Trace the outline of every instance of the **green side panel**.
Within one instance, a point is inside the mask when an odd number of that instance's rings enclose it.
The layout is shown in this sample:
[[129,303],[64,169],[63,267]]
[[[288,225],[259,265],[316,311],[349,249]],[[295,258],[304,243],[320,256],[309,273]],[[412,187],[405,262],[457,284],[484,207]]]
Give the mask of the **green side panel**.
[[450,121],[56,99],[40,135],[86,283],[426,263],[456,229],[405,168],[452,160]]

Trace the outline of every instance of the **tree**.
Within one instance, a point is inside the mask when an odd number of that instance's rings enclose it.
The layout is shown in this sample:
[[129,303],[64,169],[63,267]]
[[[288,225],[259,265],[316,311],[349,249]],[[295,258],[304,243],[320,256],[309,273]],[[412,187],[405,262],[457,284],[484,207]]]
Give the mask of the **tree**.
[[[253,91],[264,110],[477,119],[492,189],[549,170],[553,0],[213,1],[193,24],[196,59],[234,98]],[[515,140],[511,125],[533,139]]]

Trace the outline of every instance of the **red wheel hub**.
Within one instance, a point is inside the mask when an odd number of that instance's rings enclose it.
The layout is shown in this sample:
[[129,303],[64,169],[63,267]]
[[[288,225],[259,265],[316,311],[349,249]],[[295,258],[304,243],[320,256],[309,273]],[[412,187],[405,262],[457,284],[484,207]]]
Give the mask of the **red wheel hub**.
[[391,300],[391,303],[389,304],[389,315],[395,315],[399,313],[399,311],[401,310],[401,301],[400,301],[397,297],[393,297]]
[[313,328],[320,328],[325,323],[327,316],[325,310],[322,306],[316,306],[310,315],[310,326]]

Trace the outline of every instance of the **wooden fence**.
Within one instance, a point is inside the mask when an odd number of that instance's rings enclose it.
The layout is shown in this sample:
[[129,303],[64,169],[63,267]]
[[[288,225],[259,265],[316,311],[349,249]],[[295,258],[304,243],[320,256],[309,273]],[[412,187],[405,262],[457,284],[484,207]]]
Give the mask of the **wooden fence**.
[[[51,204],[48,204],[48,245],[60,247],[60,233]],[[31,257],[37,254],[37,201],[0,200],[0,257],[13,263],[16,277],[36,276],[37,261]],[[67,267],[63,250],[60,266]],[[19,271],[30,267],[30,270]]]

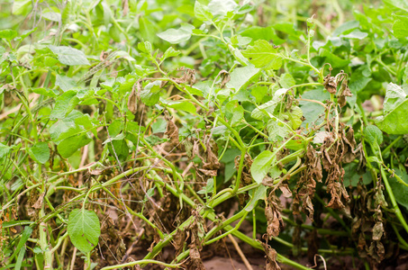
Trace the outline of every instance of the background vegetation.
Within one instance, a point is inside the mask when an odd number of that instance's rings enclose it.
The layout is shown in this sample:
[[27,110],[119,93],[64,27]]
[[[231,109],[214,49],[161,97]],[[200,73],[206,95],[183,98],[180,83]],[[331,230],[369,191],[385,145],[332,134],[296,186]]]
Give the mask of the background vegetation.
[[404,266],[407,12],[3,0],[1,269]]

==========

Report every line of the listing above that contains the word "tree".

• **Completed exercise**:
Trace the outline of every instance of the **tree**.
Give the mask of the **tree**.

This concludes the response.